◆ About this exercise
Could you give the whole listing again, exactly as it reads?

◆ Provided information
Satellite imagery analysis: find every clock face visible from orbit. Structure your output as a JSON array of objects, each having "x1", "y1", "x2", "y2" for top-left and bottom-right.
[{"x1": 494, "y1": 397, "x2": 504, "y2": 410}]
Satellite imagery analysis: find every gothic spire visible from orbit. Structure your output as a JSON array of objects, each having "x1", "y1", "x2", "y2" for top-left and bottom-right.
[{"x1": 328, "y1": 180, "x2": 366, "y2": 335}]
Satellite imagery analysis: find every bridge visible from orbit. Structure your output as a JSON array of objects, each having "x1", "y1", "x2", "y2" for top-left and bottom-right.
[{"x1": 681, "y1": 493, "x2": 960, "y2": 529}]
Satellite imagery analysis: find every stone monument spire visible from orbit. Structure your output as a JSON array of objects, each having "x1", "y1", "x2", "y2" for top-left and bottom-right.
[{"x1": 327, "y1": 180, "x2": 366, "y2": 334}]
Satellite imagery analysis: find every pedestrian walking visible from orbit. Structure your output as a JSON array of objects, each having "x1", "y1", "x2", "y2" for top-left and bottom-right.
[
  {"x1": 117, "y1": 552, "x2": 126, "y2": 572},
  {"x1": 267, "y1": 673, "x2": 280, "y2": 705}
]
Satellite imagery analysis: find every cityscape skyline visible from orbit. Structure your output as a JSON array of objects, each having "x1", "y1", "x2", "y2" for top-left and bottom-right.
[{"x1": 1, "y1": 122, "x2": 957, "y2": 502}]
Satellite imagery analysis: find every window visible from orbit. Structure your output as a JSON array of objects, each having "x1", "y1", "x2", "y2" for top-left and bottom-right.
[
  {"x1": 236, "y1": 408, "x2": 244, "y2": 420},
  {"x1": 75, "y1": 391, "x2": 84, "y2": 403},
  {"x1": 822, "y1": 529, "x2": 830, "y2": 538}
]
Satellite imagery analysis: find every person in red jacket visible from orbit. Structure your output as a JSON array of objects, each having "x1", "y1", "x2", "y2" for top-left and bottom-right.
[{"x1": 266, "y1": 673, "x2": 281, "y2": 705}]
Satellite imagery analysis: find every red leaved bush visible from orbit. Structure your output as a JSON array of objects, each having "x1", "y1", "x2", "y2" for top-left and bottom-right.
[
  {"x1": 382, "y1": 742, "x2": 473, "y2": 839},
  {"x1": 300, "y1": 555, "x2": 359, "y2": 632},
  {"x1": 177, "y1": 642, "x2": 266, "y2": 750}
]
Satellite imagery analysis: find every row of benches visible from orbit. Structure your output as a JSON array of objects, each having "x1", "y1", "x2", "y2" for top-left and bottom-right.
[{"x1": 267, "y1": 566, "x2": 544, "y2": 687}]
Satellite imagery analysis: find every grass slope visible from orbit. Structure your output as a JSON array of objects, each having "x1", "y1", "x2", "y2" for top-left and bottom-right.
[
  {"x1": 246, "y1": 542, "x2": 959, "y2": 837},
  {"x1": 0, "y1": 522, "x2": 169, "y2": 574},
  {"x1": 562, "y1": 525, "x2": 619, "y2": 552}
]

◆ Output for this task
Satellite imagery analysis: find every clock face visible from orbit. Structure your output as a JSON array of objects, each having "x1", "y1", "x2", "y2" for top-left and bottom-right.
[{"x1": 494, "y1": 397, "x2": 504, "y2": 410}]
Satellite imagery analysis: find every gothic spire visible from orbit. Structure your output as a JSON array of objects, each having "x1", "y1", "x2", "y2" for top-left and bottom-right.
[{"x1": 328, "y1": 180, "x2": 366, "y2": 335}]
Satellite imagery analysis: find every bridge visible from orbit. Structure your output as a JSON array of objects, each having "x1", "y1", "x2", "y2" for top-left and bottom-right.
[{"x1": 681, "y1": 493, "x2": 960, "y2": 529}]
Satellite imagery analysis: find every stone monument spire visible from orbit. Structure your output as a JSON array of objects, each having "x1", "y1", "x2", "y2" for top-left and bottom-right.
[{"x1": 327, "y1": 180, "x2": 366, "y2": 334}]
Satellite imagery analysis: find every pedestrian walking visible from orbit. Structure your output as a JSON array of objects, each having "x1", "y1", "x2", "y2" for top-left and bottom-right.
[
  {"x1": 117, "y1": 552, "x2": 126, "y2": 572},
  {"x1": 267, "y1": 673, "x2": 280, "y2": 705}
]
Satellite imagery analysis: find every cityscape skyline visible from orbit. Structure your output as a JSON array of objects, each having "x1", "y1", "x2", "y2" for top-left and bottom-right.
[{"x1": 1, "y1": 122, "x2": 957, "y2": 502}]
Satellite imagery analysis: find every window visible from orbit. Structure your output as a JSON array of objects, each having "x1", "y1", "x2", "y2" for top-left and bottom-right.
[
  {"x1": 236, "y1": 408, "x2": 244, "y2": 420},
  {"x1": 75, "y1": 391, "x2": 84, "y2": 403},
  {"x1": 822, "y1": 529, "x2": 830, "y2": 538}
]
Satellite imagery analysis: find every person in red jacket visible from orbit. Structure your output as a JSON array of objects, each having "x1", "y1", "x2", "y2" for top-left and bottom-right.
[{"x1": 266, "y1": 673, "x2": 281, "y2": 705}]
Satellite imagery analysis: find every red leaved bush visible from orbit. Structure your output as a JSON array of objects, each having "x1", "y1", "x2", "y2" for top-left and bottom-right.
[
  {"x1": 382, "y1": 742, "x2": 473, "y2": 839},
  {"x1": 300, "y1": 555, "x2": 359, "y2": 632},
  {"x1": 177, "y1": 642, "x2": 266, "y2": 750}
]
Satellite imagery analysis: find every row of benches visible from orbit. Structure your output as a JSON array of objects, each having "x1", "y1", "x2", "y2" for top-left and bottom-right.
[{"x1": 267, "y1": 566, "x2": 544, "y2": 687}]
Satellite imagery analysis: find every grass slope visible from orbit. Structure your output as a JSON array of objects, each having "x1", "y1", "x2", "y2" for top-left and bottom-right.
[
  {"x1": 246, "y1": 542, "x2": 959, "y2": 837},
  {"x1": 0, "y1": 522, "x2": 169, "y2": 574},
  {"x1": 562, "y1": 525, "x2": 619, "y2": 552}
]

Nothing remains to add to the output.